Repeat all entries below exactly as shown.

- - -

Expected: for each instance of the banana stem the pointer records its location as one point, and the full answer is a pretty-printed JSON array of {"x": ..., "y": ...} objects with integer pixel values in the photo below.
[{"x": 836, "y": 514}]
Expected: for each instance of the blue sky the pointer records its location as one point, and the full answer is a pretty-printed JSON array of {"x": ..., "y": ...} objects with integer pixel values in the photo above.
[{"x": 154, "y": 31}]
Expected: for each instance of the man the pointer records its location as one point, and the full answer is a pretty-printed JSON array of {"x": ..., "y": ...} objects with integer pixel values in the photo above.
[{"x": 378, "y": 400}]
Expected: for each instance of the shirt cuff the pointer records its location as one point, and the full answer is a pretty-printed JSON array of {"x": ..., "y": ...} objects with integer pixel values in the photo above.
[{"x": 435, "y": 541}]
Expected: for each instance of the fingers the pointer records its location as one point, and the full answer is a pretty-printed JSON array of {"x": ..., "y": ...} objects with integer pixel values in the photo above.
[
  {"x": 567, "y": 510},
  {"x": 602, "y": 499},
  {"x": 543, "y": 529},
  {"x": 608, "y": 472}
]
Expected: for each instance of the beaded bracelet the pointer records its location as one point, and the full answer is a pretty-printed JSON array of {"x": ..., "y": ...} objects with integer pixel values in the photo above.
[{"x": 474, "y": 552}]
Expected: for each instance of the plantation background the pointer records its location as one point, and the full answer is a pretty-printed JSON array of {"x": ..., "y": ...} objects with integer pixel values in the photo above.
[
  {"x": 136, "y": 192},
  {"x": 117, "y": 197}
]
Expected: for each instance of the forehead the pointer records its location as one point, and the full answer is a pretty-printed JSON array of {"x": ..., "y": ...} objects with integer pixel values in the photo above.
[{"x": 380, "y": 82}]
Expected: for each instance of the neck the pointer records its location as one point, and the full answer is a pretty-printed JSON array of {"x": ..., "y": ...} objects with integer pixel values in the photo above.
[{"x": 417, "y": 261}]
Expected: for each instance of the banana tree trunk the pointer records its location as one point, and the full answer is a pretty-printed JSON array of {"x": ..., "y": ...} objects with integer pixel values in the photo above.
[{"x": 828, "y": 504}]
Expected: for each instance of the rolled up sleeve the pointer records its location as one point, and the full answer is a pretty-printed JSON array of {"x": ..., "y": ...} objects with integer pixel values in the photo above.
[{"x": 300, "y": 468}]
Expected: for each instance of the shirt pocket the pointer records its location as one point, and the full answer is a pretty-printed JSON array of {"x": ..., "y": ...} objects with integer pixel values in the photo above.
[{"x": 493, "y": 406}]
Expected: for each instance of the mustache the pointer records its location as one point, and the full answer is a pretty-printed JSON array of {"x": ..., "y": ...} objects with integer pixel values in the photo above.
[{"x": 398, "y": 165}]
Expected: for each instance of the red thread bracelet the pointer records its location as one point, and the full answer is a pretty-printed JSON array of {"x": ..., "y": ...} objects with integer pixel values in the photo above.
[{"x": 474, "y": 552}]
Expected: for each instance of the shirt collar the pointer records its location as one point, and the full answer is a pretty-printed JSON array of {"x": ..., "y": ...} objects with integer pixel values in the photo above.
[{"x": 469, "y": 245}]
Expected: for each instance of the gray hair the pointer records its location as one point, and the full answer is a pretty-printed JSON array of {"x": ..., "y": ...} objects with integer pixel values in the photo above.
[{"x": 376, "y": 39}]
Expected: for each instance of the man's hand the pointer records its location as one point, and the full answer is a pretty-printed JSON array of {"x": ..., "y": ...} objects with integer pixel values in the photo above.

- - -

> _Expected answer_
Expected: for each instance of the banana stem the pointer records its location as one point, and the full answer is a pretty-printed JSON array of {"x": ..., "y": ...} objects with integer pixel values in the photo below.
[{"x": 836, "y": 514}]
Expected: for each instance of the blue sky the pointer records its location as one point, and the full answer is a pretty-printed JSON array of {"x": ..., "y": ...} objects with integer pixel values in the photo above.
[{"x": 154, "y": 31}]
Expected: for each instance of the man the pointer records its location as one point, and the full answer is a pretty-printed JSON array of {"x": ..., "y": ...} objects with integer pixel values in the photo above.
[{"x": 378, "y": 400}]
Expected: for each instance of the shirt cuff the pointer records its location as one point, and the full answer is a pretty-printed JSON array of {"x": ..., "y": ...} objects with integer pixel values in the photo above.
[{"x": 435, "y": 541}]
Expected: for each instance of the fingers the pointer records its location as one point, and the full answer is a pretty-printed JSON array of {"x": ..., "y": ...} objects with integer pixel values in the photo above.
[
  {"x": 567, "y": 510},
  {"x": 602, "y": 499},
  {"x": 543, "y": 529},
  {"x": 608, "y": 472}
]
Expected: for each instance of the beaded bracelet the pointer records its location as one point, and the full answer is a pretty-printed JSON array of {"x": ..., "y": ...} objects with integer pixel values in the photo above.
[{"x": 474, "y": 552}]
Expected: for each instance of the plantation background the pointer records its location as one point, and the full answer is a pretty-printed JSON array of {"x": ..., "y": ...} objects with integer pixel values in the photo above.
[
  {"x": 136, "y": 192},
  {"x": 117, "y": 197}
]
Expected: for each instance of the forehead the pointer records its location as one point, and the full answer is a pretty-printed JSON array of {"x": ..., "y": ...} objects with integer pixel values in the photo above.
[{"x": 380, "y": 82}]
Expected: for each instance of the neck the pointer records its location as one point, and the full answer is a pretty-printed JSON array of {"x": ..., "y": ...} objects with integer pixel values in the photo above.
[{"x": 417, "y": 261}]
Expected: for each instance of the banana tree trunk the pointer records its location as one point, and the full answer is a pretty-printed JSON array of {"x": ..., "y": ...} objects with integer pixel values in the photo above.
[{"x": 828, "y": 504}]
Expected: for each instance of the rolled up sleeve the pointer records its location as one point, and the full answer is a pretty-printed JSON array of {"x": ..., "y": ...} objects with integer pixel values in the photo above.
[{"x": 300, "y": 468}]
Expected: for each instance of the shirt pocket the pointer records its location as one point, and the full answer is a pretty-printed JSON array of {"x": ..., "y": ...} objects with integer pixel values in the photo above.
[{"x": 493, "y": 406}]
Expected: for each instance of the mustache the pointer records its location as one point, and the full answer is a pretty-printed JSON array of {"x": ..., "y": ...} objects with integer pixel values in the photo above.
[{"x": 398, "y": 165}]
Expected: for each instance of the red thread bracelet the pointer records its location as one point, and the full answer is a pretty-printed JSON array of {"x": ..., "y": ...} objects with integer pixel values in the photo above.
[{"x": 474, "y": 552}]
Expected: for each instance of the shirt collar the pointer records its location as one point, and the full answer is a pretty-printed JSON array of {"x": ..., "y": ...} objects with integer pixel values in the photo above.
[{"x": 469, "y": 245}]
Expected: for each instance of the gray hair the pointer records its location as one point, and the full answer is a pretty-printed JSON array of {"x": ..., "y": ...} objects with integer pixel values in the photo above.
[{"x": 376, "y": 39}]
Expected: for each instance of the man's hand the pointer records its location as one point, and the full answer is a pretty-printed JSON array of {"x": ..., "y": ...} objects with integer pixel values in the photo above.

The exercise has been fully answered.